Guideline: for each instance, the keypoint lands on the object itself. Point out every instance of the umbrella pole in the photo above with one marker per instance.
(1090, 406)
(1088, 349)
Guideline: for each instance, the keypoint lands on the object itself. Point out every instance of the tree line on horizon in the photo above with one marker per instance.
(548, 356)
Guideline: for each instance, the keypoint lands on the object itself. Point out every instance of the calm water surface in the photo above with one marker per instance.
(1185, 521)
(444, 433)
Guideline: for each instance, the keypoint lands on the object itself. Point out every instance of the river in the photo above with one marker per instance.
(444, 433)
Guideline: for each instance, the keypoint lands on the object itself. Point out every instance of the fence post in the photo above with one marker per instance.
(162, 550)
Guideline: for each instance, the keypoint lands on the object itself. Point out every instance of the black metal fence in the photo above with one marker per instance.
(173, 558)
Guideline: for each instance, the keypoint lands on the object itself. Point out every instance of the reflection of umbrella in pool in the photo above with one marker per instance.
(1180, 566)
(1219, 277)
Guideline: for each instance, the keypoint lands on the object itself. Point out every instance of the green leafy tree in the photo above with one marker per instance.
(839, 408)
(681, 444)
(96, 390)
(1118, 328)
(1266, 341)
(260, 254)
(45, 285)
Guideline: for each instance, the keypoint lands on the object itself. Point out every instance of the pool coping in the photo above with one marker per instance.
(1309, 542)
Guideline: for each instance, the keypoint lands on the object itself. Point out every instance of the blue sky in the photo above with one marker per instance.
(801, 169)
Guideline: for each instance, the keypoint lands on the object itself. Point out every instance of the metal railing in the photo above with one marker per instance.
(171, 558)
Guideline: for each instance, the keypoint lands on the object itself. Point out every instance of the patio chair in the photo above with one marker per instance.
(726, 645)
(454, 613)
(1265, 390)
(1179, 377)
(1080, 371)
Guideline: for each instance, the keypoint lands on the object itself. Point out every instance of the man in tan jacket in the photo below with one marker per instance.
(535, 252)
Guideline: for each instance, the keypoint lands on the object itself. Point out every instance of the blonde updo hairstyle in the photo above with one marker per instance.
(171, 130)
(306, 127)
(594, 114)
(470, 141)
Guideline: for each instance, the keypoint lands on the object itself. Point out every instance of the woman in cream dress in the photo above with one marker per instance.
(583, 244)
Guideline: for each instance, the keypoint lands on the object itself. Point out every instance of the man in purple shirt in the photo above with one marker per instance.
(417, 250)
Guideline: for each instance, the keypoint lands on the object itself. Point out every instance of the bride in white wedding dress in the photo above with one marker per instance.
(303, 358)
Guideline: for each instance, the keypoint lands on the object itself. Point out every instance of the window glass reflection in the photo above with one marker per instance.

══════

▶ **Stated exercise**: Copy out the rows from the line containing "of the patio" through the line containing "(1080, 371)", both included, with no changes.

▶ **Expected answer**:
Guideline: for each instance, the keypoint lands on the object itself. Point out every instance of the patio chair in the photo above with one marker per instance.
(726, 645)
(454, 613)
(1265, 390)
(1179, 377)
(1080, 371)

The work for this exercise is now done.